Collected data
——————
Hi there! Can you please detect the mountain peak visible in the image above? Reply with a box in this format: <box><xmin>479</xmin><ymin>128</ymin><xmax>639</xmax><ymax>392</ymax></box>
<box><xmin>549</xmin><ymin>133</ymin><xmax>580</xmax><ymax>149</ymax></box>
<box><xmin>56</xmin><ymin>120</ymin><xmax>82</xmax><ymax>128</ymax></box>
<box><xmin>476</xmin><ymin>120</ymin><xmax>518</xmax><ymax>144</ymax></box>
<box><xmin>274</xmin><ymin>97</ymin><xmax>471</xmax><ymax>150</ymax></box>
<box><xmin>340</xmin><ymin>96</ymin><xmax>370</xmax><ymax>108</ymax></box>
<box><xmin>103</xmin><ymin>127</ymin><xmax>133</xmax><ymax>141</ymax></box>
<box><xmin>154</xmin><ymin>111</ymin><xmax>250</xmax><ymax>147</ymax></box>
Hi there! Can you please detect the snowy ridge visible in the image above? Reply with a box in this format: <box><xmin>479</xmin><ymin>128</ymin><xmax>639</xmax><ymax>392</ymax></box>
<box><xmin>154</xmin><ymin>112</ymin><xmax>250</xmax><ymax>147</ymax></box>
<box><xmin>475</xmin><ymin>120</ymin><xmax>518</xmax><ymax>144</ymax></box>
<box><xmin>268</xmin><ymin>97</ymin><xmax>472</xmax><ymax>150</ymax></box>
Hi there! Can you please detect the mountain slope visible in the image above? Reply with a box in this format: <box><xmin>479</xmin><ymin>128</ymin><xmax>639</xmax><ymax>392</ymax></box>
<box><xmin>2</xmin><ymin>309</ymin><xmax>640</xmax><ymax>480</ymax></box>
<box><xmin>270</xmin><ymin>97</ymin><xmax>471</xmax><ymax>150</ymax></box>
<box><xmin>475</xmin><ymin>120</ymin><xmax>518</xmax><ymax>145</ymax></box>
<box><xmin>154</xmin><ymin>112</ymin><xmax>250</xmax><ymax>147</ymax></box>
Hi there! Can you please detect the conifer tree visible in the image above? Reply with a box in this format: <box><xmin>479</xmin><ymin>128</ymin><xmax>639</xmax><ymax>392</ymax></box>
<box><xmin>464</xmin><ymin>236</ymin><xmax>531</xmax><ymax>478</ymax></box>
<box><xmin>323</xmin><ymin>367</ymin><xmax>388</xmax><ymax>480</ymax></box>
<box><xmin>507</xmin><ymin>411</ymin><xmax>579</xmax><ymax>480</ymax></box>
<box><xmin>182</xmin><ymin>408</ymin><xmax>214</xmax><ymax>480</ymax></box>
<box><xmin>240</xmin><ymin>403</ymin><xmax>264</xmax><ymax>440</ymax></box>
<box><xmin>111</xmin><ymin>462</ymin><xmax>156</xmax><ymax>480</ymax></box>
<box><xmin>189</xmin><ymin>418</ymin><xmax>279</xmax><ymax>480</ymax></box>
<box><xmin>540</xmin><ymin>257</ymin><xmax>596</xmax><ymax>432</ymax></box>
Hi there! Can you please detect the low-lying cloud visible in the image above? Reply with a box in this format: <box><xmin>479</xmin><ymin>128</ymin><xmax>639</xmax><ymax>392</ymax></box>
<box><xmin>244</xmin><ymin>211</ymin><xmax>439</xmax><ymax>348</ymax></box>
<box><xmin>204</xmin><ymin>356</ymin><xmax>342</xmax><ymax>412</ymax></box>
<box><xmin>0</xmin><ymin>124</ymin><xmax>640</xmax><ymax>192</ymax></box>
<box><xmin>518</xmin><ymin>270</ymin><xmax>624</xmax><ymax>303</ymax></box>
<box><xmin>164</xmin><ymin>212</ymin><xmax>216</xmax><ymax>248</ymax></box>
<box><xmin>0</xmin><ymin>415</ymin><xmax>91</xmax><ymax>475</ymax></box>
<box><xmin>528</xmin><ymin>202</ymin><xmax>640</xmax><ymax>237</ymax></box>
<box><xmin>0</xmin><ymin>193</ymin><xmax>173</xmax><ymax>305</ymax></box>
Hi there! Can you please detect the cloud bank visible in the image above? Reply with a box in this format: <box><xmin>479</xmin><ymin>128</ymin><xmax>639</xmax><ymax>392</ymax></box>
——————
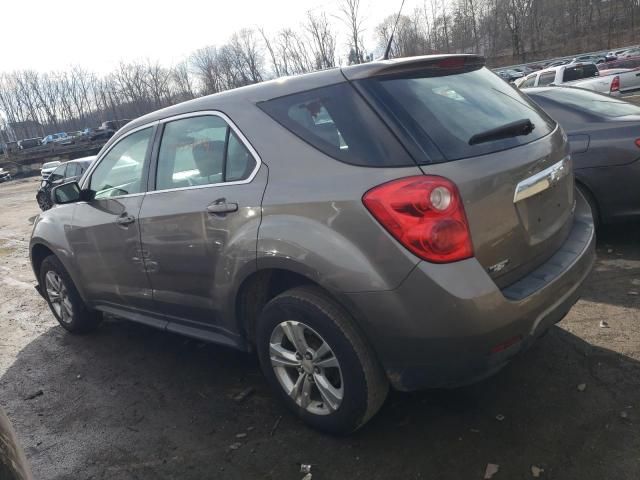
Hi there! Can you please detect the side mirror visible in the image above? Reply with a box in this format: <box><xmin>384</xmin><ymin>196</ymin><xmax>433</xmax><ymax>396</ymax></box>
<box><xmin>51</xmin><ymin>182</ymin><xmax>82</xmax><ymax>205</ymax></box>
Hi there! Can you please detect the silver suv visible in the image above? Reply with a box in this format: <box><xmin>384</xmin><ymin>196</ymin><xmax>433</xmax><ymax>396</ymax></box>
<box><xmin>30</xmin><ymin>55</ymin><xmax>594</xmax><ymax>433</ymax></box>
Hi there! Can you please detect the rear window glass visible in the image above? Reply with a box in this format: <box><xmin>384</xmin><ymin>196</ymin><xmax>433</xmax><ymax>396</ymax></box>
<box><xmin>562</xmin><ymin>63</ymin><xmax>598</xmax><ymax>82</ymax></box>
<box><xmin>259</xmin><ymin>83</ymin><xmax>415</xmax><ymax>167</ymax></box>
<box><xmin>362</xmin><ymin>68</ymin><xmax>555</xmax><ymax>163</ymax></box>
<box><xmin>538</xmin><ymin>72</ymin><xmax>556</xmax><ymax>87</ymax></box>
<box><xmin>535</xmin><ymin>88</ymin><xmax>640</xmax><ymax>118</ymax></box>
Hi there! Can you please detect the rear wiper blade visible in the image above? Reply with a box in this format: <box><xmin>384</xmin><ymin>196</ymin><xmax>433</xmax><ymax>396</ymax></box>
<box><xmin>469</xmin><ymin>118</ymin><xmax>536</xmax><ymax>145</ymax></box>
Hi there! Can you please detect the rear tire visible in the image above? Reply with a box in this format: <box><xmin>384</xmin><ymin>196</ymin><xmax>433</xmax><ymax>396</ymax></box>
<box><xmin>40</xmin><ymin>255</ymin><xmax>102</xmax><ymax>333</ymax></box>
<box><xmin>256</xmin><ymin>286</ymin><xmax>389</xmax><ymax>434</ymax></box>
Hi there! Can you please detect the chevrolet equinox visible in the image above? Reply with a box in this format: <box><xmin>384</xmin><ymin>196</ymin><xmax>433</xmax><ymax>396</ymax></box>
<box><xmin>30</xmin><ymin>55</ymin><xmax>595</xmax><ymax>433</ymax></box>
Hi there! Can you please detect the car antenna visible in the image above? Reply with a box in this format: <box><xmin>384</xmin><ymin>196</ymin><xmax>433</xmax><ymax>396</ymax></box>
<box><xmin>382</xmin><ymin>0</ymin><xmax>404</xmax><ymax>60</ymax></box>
——————
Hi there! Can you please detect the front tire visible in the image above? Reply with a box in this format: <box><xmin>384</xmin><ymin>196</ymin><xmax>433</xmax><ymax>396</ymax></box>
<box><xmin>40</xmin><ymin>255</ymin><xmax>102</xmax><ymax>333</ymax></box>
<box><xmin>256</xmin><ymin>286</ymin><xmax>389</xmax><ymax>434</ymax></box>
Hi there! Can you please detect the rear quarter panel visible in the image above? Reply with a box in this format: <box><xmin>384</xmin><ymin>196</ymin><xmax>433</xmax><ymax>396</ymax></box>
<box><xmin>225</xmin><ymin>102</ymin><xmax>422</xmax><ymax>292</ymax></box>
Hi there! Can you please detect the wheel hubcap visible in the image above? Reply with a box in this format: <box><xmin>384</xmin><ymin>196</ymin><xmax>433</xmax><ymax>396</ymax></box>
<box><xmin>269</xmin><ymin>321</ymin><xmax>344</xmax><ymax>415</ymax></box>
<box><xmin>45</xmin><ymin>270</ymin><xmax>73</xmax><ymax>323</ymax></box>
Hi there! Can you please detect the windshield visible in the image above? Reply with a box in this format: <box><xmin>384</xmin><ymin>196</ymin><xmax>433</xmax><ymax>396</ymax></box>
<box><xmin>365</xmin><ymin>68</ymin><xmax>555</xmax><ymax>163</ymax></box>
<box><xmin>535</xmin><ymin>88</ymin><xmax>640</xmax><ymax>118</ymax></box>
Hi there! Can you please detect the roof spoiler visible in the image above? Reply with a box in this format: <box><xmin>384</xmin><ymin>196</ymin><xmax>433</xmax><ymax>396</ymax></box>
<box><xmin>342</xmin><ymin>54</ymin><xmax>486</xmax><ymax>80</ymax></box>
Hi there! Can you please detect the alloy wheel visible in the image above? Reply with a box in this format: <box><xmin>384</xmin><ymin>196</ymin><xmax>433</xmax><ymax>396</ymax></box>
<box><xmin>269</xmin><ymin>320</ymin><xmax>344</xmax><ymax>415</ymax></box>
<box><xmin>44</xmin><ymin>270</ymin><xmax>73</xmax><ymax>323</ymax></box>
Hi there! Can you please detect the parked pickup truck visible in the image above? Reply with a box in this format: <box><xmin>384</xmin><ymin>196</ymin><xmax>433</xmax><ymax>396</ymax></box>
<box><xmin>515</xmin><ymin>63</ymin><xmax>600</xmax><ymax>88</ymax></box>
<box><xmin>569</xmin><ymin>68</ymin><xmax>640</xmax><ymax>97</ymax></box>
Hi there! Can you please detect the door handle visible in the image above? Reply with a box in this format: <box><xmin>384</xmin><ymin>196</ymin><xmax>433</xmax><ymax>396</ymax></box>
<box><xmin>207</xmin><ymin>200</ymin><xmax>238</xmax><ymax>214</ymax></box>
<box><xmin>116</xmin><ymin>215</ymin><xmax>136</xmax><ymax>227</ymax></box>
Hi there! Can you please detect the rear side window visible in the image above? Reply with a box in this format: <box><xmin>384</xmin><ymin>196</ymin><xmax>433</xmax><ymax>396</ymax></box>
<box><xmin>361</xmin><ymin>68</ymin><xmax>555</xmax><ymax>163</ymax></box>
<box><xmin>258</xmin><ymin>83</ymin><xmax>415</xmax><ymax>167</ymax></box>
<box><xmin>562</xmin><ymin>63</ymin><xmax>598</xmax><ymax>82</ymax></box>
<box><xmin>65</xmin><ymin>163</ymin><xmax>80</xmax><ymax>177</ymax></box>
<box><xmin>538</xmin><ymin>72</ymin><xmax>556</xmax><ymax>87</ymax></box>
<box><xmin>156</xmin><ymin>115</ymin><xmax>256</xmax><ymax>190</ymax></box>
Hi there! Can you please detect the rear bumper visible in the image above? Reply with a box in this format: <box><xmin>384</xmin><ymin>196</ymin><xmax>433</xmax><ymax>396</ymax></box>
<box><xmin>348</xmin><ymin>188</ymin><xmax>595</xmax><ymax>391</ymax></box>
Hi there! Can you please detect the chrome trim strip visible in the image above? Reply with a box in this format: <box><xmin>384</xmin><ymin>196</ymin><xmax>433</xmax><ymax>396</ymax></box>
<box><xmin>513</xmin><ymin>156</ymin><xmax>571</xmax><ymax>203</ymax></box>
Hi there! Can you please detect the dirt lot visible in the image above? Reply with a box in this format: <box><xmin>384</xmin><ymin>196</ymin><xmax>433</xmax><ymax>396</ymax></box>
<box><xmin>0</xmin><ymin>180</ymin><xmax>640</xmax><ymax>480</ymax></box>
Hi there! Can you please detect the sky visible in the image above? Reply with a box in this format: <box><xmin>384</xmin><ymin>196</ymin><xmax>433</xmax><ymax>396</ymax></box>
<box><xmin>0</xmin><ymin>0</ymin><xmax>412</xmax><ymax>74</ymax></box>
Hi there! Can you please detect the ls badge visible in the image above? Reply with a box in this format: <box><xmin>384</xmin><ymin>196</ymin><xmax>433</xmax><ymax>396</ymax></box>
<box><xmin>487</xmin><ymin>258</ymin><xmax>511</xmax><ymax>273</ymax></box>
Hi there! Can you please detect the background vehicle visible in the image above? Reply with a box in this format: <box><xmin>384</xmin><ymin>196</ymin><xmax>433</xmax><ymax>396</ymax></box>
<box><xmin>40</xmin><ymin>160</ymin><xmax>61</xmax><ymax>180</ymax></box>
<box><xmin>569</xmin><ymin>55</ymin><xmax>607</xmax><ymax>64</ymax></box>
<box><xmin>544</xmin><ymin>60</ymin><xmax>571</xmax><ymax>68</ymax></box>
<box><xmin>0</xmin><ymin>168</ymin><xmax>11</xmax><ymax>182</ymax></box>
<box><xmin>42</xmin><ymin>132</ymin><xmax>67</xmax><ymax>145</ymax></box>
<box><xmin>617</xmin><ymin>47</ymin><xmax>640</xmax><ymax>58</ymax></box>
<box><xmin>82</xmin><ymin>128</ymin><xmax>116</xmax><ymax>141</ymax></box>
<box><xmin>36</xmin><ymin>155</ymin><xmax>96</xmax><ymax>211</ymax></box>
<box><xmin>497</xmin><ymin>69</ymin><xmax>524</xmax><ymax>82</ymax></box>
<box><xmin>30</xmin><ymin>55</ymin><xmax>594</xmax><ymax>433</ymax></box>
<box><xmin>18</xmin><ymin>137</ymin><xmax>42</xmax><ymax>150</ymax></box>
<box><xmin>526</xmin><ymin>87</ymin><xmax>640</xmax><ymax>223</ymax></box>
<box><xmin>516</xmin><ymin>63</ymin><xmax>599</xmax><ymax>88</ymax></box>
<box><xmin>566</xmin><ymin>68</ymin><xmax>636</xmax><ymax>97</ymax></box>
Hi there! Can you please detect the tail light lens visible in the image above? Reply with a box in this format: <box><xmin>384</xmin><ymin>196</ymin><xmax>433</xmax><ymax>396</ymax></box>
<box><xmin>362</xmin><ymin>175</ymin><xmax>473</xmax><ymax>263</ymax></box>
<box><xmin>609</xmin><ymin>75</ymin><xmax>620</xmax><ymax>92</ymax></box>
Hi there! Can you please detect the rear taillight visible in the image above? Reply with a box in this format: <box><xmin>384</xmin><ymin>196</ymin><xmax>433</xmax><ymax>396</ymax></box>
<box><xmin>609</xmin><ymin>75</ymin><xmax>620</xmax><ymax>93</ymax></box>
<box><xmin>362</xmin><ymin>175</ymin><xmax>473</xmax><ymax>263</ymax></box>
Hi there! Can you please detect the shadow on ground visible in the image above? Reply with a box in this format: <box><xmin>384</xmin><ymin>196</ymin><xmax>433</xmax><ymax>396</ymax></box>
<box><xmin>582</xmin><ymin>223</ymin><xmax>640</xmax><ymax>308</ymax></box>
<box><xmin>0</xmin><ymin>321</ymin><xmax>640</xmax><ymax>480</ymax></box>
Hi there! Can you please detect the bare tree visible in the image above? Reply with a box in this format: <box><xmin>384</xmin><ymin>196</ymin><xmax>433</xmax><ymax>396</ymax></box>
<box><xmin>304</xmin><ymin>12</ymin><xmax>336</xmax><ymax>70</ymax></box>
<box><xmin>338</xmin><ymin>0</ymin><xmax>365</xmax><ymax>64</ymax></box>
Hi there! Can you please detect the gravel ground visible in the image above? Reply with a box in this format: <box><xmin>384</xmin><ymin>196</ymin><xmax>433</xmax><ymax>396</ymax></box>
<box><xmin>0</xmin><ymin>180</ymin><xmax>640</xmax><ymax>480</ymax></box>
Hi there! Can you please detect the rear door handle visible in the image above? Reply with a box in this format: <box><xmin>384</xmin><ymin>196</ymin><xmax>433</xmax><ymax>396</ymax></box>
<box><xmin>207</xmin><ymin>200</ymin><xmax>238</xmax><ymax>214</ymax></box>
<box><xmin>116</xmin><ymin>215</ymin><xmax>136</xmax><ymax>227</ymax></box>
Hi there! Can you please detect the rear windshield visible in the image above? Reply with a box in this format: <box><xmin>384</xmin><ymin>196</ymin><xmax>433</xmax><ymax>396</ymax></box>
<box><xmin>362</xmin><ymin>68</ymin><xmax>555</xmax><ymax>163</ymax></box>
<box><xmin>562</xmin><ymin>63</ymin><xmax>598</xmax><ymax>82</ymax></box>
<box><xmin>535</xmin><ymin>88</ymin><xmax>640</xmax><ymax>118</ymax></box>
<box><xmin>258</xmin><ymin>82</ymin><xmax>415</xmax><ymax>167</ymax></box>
——————
EXERCISE DESCRIPTION: Please list every line of the records that contains the word "handle". Case counts, so a match must have the same capitalization.

RESPONSE TO THIS EXERCISE:
Hi there! Can you please detect the door handle visible in the image above? Reply with a box in this format: <box><xmin>384</xmin><ymin>196</ymin><xmax>433</xmax><ymax>396</ymax></box>
Hi there! Can you please detect the rear door handle visible in the image above? Reply with a box in this format: <box><xmin>384</xmin><ymin>196</ymin><xmax>433</xmax><ymax>396</ymax></box>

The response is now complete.